#### [Text segment]
-------
Lucinda J Kinsinger

I Met An Old Lady

Charlene

On a foggy morning one early March, I met a tiny woman encased in a puffy tan coat. She had black hair with a fur cap perched on top of it, the hair cut short except for a thin trail that hung down her back like the tail of a ratty old Indian dog. The planes of her face were flat, with the folded and refolded look of a crumpled paper bag. Her eyes were dark, the folds of skin at their corners giving them a slanted appearance. I thought if she had been wearing buckskins instead of that puffy tan coat, she could have slipped into an old black and white photo next to Chief Joseph or Geronimo and been labeled: A woman of the Ojibwa tribe, also known as the Chippewa. These people are part of the “first people”, the Anishanaabeg, who migrated from the east into Canada and the northern United States.

I loved this woman from the first moment I saw her: the tiny, intense perfection of her, the way her glasses sat sharp and clean on her face, the bright look of her eyes, and the way all her wrinkles massed upward when she smiled. Her name was Charlene. At that time, I drove for a company called Indianhead Transit and had been assigned to take Charlene to her dialysis appointment. I helped her to my car, my steps excruciatingly slow to match hers, got into the driver’s seat, and backed the car out into the foggy darkness of the road. “The Ojibwa have a saying about the fog,” she said. “They say, ‘The Creator sent the clouds to earth.'”

We talked a lot about God that first dialysis trip. “I am amazed at how He made everything on earth round,” she said. “The leaves are round, the drops of water are round, the scales on a fish are round, and even the little blades of grass, when they first come up, are curled into a ball. It just makes me love Him so much.” There was wonder in her voice, joy in her eyes.

I asked her if she believed in Jesus. She considered a moment. “Yes, the Ojibwa have taken the Creator’s Son, Jesus.” But when I mentioned the Bible, she was adamant in her disbelief. “The Bible is just a white man’s book!”

I wondered how she could believe in Jesus while not believing in the Book that told about Him.

The woman was a study in contrasts.

She would coo at her little dog in the sappiest, drippiest form of baby talk possible, and fifteen minutes later when the dog displeased her, would yell so harshly it would streak for its crate, Char’s hand raised threateningly behind it.

When a gunner mowed down twenty kindergarteners in Newton, Connecticut, Char had a solution. “They should take that man and strip him naked and make him run across that field and back. If he survived, he could live, and if he didn’t, we’d be rid of him.” It was winter, snow deep on the ground, temperatures below zero.
-------
#### [Raw data]
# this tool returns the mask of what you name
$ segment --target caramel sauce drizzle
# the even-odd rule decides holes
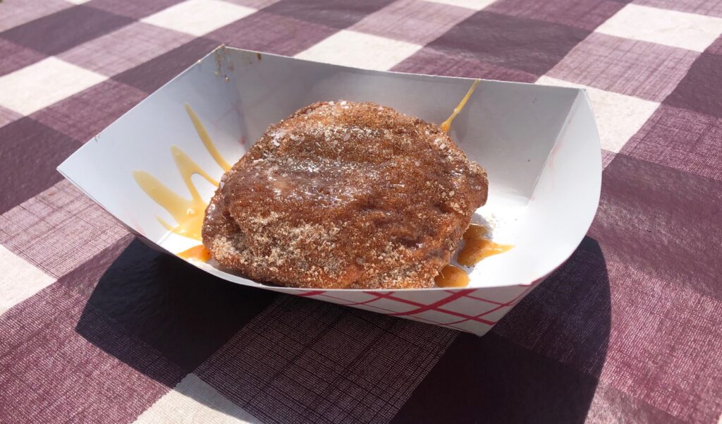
-------
#### [What this exercise asks]
a - In the essay about Charlene, what company was the narrator driving for?
b - Please summarize the essay about Charlene in two sentences.
c - Reproduce the passage of the essay about Charlene starting at "We talked a" and ending at "in her eyes.".
Answer from the essay about Charlene alone, not the listing.

#### [Results of the exercise]
a - Indianhead Transit.

b - While driving for Indianhead Transit, the narrator took Charlene, a tiny woman who shared Ojibwa sayings, to a dialysis appointment and loved her from the first moment. Charlene spoke with wonder about God and believed in Jesus but called the Bible a white man's book, and she was a study in contrasts, cooing at her dog and then yelling at it, and proposing a harsh punishment for the gunman who killed twenty kindergarteners.

c -
We talked a lot about God that first dialysis trip. “I am amazed at how He made everything on earth round,” she said. “The leaves are round, the drops of water are round, the scales on a fish are round, and even the little blades of grass, when they first come up, are curled into a ball. It just makes me love Him so much.” There was wonder in her voice, joy in her eyes.